Save care homes from being sued: Bosses urge ministers to protect nursing centres against the crippling cost of legal claims… just like the NHS

  • Care homes have been hit by soaring insurance premiums and running costs
  • Bereaved relatives could ruin firms if they decide to take them to court
  • Care home bosses want ministers to give indemnity to Covid-related damages  

Care home bosses are pleading with the Government to protect them from being sued over outbreaks of coronavirus.

Firms have been hit by soaring insurance premiums, and many still cannot get cover for Covid-19, which could leave them ruined if they are taken to court by bereaved relatives of residents.

The fear of being crippled by legal costs is also making some managers more cautious about allowing visitors in to see loved ones.

But the industry says ministers could easily solve the problem by giving indemnity to social care providers for Covid-related damages, just as they did for the NHS when the pandemic struck.

The social care sector wants the Government to give it indemnity

Professor Martin Green, chief executive of Care England, said: ‘The Government must step in. They need to do it as a matter of urgency because it’s a big issue. If they don’t, it will restrict visits and put some services out of commission.’

Mike Padgham, chairman of the Independent Care Group, said: ‘It would make a big difference to visiting. At the moment, if you get an issue from visits you can’t get covered for that.

‘We feel we don’t get treated the same as the NHS and this insurance issue is a part of that.

‘All we’re asking for is for the Government to stand behind us if we get a claim.’

Care homes are having to deal with added costs and fears over insurance after a year in which they have had to spend massively on PPE, extra staff and building works to make homes safe – as well as losing income from having fewer residents.

All care homes are required by the Care Quality Commission watchdog to be insured against potential claims arising from death or serious injury on their premises, and most have public liability and employer’s insurance cover totalling more than £10 million.

But many have struggled to get cover this year as brokers and underwriters have taken fright at the size of the potential damages arising if the estate of a resident who died from coronavirus brought a claim against a home. Others have been quoted huge increases in their premiums.

Councillors in Lancashire were told last week about one home whose premium had increased by 500 per cent. Mr Padgham, managing director of St Cecilia’s care group in Scarborough, was told his premium would rise from £10,000 a year to £98,000 – but managed to settle for £18,000.

PROBLEMS TO WORK ON:
**a.** List every sum of money given in pounds in the care homes article.
**b.** Repeat word for word the part of the care homes article from "All care homes" up to and including "than £10 million.".
**c.** Answer these questions from the care homes article:
(i) By what percentage had the premium of the home that Lancashire councillors were told about increased?
(ii) What position does Professor Martin Green hold?
(iii) Which watchdog requires all care homes to be insured against potential claims?

RECORDS SHOWN:

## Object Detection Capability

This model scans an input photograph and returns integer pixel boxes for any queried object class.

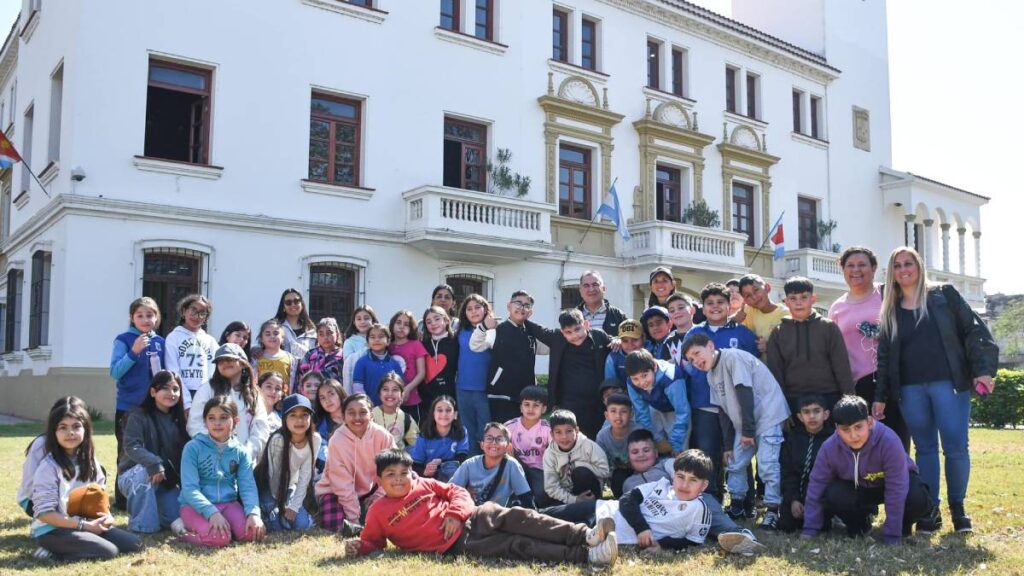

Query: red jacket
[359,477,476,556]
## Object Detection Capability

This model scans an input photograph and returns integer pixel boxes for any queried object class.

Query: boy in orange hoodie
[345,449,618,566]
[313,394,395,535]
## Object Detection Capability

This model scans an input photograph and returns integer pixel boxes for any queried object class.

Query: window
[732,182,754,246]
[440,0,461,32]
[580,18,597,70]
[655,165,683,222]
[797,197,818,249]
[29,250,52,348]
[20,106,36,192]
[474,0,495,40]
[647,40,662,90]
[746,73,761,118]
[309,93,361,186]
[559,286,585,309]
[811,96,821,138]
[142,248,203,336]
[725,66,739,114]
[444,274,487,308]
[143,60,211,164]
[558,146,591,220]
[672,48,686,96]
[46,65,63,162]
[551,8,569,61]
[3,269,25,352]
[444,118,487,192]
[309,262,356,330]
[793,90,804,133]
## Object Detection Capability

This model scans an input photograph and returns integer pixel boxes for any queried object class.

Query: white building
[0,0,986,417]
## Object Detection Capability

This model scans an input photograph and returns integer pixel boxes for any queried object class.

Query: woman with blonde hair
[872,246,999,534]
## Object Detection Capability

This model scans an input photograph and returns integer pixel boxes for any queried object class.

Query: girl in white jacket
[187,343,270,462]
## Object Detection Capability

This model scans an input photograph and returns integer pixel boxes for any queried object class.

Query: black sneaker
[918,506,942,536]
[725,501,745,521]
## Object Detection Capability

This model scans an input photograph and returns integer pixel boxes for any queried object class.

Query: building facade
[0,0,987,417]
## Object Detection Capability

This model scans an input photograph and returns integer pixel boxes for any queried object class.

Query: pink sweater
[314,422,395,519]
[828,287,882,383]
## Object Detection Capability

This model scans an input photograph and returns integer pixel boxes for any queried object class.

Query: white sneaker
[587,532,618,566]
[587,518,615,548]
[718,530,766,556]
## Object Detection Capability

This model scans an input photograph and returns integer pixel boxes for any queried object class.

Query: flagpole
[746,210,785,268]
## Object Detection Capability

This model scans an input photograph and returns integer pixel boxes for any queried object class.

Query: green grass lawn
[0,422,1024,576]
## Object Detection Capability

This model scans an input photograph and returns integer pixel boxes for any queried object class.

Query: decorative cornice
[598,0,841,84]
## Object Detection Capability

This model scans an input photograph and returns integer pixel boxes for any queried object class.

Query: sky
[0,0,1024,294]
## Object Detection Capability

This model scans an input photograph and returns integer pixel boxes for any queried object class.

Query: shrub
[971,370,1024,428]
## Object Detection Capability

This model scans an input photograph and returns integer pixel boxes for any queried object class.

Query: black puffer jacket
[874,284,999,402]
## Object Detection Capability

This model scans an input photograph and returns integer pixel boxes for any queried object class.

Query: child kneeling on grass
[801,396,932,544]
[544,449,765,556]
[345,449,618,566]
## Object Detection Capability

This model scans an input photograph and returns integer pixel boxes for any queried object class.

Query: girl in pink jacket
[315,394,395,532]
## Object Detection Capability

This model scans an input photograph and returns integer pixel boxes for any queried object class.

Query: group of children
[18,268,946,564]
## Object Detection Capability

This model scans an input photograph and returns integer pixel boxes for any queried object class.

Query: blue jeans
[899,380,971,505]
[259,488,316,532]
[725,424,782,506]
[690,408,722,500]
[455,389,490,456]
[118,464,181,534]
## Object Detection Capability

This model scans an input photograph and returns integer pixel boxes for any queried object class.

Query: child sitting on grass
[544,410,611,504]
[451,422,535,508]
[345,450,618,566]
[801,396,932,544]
* * *
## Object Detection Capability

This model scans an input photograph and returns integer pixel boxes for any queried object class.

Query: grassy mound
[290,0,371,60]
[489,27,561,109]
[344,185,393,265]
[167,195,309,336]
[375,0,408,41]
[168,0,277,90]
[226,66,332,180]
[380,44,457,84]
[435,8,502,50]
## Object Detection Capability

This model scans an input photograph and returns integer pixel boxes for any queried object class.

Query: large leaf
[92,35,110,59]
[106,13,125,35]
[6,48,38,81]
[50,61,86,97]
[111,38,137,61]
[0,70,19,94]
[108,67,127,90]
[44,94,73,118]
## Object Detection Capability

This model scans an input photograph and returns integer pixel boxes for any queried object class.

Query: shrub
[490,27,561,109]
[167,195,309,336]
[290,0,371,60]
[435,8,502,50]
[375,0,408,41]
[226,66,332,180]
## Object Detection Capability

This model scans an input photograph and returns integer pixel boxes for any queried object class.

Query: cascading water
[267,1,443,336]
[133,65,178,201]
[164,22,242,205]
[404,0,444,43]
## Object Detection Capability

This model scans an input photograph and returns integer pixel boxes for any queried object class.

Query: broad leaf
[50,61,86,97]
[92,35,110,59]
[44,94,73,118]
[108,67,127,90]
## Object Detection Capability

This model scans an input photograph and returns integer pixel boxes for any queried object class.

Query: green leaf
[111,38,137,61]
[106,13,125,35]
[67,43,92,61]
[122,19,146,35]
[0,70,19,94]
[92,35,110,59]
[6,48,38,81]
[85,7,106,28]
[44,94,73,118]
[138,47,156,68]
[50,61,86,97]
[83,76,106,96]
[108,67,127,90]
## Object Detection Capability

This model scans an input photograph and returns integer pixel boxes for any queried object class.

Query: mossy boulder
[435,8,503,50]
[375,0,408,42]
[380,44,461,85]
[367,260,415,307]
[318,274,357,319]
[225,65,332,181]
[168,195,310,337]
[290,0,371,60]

TASK SOLUTIONS:
**a.**
£10 million
£10,000
£98,000
£18,000

**b.**
All care homes are required by the Care Quality Commission watchdog to be insured against potential claims arising from death or serious injury on their premises, and most have public liability and employer’s insurance cover totalling more than £10 million.

**c.**
(i) 500 per cent
(ii) Chief executive of Care England
(iii) The Care Quality Commission